Referring expression pointing data
┌──

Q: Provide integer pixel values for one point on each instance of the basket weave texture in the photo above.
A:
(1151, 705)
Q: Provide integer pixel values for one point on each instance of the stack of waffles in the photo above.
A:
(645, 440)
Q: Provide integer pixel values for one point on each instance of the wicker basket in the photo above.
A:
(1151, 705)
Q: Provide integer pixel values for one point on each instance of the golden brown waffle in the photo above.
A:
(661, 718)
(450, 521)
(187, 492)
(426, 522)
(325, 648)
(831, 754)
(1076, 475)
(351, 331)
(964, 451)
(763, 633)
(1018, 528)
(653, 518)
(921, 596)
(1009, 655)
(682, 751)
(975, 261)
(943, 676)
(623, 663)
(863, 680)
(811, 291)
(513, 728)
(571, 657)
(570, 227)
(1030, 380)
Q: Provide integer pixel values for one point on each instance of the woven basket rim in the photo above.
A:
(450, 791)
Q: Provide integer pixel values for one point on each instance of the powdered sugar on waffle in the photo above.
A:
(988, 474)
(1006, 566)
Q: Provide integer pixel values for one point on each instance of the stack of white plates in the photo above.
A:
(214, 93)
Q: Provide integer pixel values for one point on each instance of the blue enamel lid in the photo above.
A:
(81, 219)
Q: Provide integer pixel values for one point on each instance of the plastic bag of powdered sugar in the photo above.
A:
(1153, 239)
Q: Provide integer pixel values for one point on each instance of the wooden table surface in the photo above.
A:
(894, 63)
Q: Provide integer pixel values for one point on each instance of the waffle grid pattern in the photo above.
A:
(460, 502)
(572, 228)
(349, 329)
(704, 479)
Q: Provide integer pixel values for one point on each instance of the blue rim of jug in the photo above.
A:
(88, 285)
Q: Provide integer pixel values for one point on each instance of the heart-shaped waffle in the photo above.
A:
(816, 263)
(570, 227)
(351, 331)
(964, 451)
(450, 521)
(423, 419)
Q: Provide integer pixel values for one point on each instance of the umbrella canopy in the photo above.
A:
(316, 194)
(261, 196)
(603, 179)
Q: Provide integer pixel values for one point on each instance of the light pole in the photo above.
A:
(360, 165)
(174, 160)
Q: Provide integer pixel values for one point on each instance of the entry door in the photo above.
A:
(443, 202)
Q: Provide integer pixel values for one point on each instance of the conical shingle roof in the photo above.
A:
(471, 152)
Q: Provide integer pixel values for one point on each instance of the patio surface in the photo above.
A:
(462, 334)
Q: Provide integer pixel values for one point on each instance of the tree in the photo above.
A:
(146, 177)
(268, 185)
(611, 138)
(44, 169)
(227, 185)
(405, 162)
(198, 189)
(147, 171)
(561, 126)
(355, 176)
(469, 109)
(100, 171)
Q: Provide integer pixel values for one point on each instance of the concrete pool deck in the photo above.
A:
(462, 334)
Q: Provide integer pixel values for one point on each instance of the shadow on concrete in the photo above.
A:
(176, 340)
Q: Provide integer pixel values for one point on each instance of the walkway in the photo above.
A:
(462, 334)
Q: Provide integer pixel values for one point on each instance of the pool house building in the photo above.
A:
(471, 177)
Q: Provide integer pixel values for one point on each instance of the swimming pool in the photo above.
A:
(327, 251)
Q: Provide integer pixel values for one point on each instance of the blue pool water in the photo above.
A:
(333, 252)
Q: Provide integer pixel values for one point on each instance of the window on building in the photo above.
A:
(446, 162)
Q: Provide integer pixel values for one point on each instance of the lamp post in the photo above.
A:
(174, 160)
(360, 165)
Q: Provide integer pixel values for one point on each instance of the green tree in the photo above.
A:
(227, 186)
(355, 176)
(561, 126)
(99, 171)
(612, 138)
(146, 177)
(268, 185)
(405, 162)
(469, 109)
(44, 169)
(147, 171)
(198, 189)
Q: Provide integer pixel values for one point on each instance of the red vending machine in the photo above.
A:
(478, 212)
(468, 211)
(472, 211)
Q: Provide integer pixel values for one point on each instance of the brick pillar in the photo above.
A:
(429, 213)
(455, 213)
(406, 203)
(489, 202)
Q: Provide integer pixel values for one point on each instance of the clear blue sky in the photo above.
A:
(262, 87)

└──

• Task goal:
Among the lines of the data, some contain the word "building". How many are there? Reply with the number alone.

• Task answer:
2